**What is being asked**
What is needed is an exact copy of all the entries.

**Source records**
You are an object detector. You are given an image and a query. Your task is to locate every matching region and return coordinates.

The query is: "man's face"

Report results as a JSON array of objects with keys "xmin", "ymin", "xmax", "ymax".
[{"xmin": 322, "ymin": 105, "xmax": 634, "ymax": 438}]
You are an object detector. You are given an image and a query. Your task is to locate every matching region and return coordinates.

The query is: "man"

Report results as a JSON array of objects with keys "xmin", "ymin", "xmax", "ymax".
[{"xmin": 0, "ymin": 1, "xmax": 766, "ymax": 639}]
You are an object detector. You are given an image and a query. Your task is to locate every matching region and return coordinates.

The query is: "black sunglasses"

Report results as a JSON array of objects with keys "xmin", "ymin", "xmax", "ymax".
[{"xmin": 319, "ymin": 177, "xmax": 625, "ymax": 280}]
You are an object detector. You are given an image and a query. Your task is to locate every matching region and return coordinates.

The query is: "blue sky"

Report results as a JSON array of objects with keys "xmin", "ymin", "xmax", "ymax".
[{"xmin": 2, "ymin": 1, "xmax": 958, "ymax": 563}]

**The completed task**
You are an object detector. You are given an image and a query. Your task is to locate every matching region and return coordinates.

The query is: "man's face"

Report results as a JSON array of objects with keys "xmin", "ymin", "xmax", "ymax".
[{"xmin": 322, "ymin": 105, "xmax": 634, "ymax": 438}]
You are an object detector. You are given an image and a query. Your task is to locate every matching region and return coordinates.

The query is: "man"

Report results as a JSON array of objects with keys "xmin", "ymin", "xmax", "ymax".
[{"xmin": 0, "ymin": 1, "xmax": 766, "ymax": 639}]
You are an object detector. You are given an image and a query. Your task is to locate every matching region and return coordinates.

The query is: "black sunglasses"

Report results as a JSON array of objects with keys "xmin", "ymin", "xmax", "ymax".
[{"xmin": 319, "ymin": 177, "xmax": 625, "ymax": 280}]
You are an object detector. You are given an image and a query. Your task is to locate every matching region and return coordinates.

The query is: "blue sky"

Report results as a JSON array of objects with keys "xmin", "ymin", "xmax", "ymax".
[{"xmin": 2, "ymin": 1, "xmax": 958, "ymax": 563}]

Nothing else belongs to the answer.